* Work task *
The reply has to contain each record exactly as written.

* Saved entries *
+ + +

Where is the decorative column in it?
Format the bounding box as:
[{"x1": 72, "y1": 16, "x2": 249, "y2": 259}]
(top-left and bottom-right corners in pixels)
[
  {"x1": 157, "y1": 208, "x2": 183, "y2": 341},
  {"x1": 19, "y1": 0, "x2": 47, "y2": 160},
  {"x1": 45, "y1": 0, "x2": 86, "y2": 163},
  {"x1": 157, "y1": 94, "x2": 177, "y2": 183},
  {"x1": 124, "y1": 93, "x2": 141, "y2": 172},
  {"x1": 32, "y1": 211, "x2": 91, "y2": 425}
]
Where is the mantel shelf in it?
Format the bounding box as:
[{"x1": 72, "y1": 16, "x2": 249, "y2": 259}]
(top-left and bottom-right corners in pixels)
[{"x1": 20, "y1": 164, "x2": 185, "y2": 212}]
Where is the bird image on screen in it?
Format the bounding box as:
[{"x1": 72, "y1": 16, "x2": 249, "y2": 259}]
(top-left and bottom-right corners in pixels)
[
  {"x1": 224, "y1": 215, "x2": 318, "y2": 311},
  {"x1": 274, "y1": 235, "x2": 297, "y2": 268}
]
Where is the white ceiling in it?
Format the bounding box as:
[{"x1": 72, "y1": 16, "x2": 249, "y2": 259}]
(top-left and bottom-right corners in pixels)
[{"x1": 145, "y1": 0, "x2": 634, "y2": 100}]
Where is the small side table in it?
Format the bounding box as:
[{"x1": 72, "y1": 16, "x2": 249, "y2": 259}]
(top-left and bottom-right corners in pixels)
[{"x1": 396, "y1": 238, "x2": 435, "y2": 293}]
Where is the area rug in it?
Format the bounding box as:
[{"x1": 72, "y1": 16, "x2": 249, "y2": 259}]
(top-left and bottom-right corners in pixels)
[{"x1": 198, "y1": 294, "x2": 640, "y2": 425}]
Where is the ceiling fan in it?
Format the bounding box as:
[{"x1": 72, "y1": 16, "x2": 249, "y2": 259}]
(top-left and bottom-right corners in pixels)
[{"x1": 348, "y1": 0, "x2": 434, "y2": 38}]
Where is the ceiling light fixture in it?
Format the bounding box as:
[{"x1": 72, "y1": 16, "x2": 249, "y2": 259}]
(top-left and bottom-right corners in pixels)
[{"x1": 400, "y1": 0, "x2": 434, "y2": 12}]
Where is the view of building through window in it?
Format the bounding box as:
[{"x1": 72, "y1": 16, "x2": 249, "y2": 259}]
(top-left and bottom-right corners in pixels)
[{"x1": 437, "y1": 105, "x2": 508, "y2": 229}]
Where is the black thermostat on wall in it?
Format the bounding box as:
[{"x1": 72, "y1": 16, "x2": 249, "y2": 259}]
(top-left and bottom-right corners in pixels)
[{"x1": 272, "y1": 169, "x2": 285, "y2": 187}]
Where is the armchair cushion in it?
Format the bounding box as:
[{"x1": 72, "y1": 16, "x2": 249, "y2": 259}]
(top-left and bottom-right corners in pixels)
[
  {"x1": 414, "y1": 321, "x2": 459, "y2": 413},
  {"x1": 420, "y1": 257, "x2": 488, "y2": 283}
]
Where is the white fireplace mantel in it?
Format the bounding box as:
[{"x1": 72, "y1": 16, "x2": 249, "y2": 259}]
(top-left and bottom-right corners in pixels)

+ + +

* Result *
Where is the decorative column in it?
Format the bounding box as:
[{"x1": 72, "y1": 16, "x2": 249, "y2": 259}]
(top-left and bottom-right corners in pixels)
[
  {"x1": 157, "y1": 208, "x2": 183, "y2": 341},
  {"x1": 19, "y1": 0, "x2": 47, "y2": 160},
  {"x1": 45, "y1": 0, "x2": 86, "y2": 163},
  {"x1": 157, "y1": 94, "x2": 177, "y2": 183},
  {"x1": 124, "y1": 93, "x2": 141, "y2": 172},
  {"x1": 32, "y1": 211, "x2": 91, "y2": 425}
]
Where is the mantel shelf in it?
Format the bounding box as:
[{"x1": 72, "y1": 16, "x2": 249, "y2": 259}]
(top-left and bottom-right corners in pixels)
[{"x1": 20, "y1": 164, "x2": 185, "y2": 212}]
Where is the bird image on screen in it?
Format the bounding box as:
[{"x1": 72, "y1": 16, "x2": 249, "y2": 259}]
(top-left and bottom-right corners in pixels)
[
  {"x1": 224, "y1": 215, "x2": 318, "y2": 311},
  {"x1": 274, "y1": 235, "x2": 297, "y2": 268}
]
Where is the white ceiling in it?
Format the bounding box as:
[{"x1": 72, "y1": 16, "x2": 249, "y2": 259}]
(top-left and bottom-right corners in pixels)
[{"x1": 145, "y1": 0, "x2": 634, "y2": 100}]
Where is the small side table in it?
Format the bounding box as:
[{"x1": 72, "y1": 16, "x2": 249, "y2": 259}]
(top-left and bottom-right corners in pixels)
[{"x1": 396, "y1": 238, "x2": 435, "y2": 293}]
Where is the area rug in it?
Format the bounding box as:
[{"x1": 72, "y1": 16, "x2": 249, "y2": 259}]
(top-left and bottom-right corners in pixels)
[{"x1": 198, "y1": 294, "x2": 640, "y2": 425}]
Where is the ceiling fan in it?
Format the bounding box as:
[{"x1": 72, "y1": 16, "x2": 249, "y2": 259}]
(top-left and bottom-right corners in pixels)
[{"x1": 348, "y1": 0, "x2": 434, "y2": 38}]
Where is the ceiling light fixture in it?
Format the bounding box as:
[{"x1": 72, "y1": 16, "x2": 249, "y2": 259}]
(top-left and bottom-right corners in pixels)
[{"x1": 400, "y1": 0, "x2": 434, "y2": 12}]
Where is the view of building through window in it?
Format the bounding box as:
[{"x1": 72, "y1": 16, "x2": 249, "y2": 259}]
(top-left and bottom-right corners in pixels)
[{"x1": 437, "y1": 105, "x2": 508, "y2": 229}]
Where is the black thermostat on wall in it?
Format the bounding box as:
[{"x1": 72, "y1": 16, "x2": 249, "y2": 259}]
(top-left and bottom-right corners in pixels)
[{"x1": 272, "y1": 169, "x2": 285, "y2": 187}]
Where is the armchair cushion in it?
Format the bounding box as:
[{"x1": 72, "y1": 16, "x2": 249, "y2": 259}]
(top-left and bottom-right corners in pixels)
[
  {"x1": 414, "y1": 321, "x2": 459, "y2": 413},
  {"x1": 420, "y1": 257, "x2": 488, "y2": 283}
]
Where is the white fireplace mantel in it?
Format the bounding box as:
[{"x1": 72, "y1": 16, "x2": 249, "y2": 259}]
(top-left and bottom-right corners in pixels)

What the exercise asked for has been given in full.